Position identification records
▬▬▬▬▬▬

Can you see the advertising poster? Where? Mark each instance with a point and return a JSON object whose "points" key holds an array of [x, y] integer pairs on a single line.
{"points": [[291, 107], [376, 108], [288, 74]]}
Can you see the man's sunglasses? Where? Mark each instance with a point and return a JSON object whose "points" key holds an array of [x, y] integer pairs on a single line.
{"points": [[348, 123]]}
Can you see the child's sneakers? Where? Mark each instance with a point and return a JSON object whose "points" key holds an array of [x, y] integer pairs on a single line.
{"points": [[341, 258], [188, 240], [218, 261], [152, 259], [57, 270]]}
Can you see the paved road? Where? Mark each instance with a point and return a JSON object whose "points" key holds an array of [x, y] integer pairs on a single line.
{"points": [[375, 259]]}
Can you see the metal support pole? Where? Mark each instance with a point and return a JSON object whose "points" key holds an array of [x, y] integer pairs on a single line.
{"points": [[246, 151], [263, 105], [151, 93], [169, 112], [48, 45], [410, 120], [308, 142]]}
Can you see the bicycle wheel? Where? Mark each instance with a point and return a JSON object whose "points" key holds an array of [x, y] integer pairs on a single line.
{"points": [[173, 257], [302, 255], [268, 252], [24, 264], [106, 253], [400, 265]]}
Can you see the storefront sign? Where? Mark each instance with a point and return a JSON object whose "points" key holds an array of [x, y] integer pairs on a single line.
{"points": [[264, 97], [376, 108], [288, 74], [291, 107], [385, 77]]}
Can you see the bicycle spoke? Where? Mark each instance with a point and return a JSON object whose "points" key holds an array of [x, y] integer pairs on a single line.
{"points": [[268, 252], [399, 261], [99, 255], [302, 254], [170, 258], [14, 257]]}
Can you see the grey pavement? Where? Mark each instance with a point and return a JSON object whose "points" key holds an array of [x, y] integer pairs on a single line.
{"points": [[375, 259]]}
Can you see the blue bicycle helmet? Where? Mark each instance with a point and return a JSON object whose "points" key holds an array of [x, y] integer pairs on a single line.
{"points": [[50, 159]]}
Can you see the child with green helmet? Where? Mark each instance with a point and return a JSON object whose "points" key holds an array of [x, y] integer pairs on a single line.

▬▬▬▬▬▬

[TASK GOAL] Reproduce verbatim the lines beginning with the one containing "Can you see the storefront" and continuing through the last line of the rows.

[EXPECTED ANSWER]
Can you see the storefront sign? Where? Mark each instance with a point and return a JSON object whose "points" key holds an array of [x, y] integer pairs on a single line.
{"points": [[264, 97], [376, 108], [288, 74], [291, 107], [385, 77]]}
Can you see the bicycle spoke? Where? Mark each instance with a point and return a JSON object whose "points" key holds an array of [x, y] integer pairs on a single line.
{"points": [[268, 252], [399, 261], [99, 255], [302, 254], [170, 258], [14, 257]]}
Can you see the grey pavement? Where? Mark each instance with a point and return a JSON object whose "points" key holds an array of [x, y] integer pairs on a single line.
{"points": [[375, 259]]}
Can you see the blue bicycle helmet? Where? Mark each instance with a point and return a JSON object whose "points" key holds an array of [x, y] integer pairs on a single line.
{"points": [[50, 159]]}
Can you see the child with green helmet? Where? Mark each instance with a point and return a JSON object whose "points" key holds an array of [x, y] integer pairs on a single line.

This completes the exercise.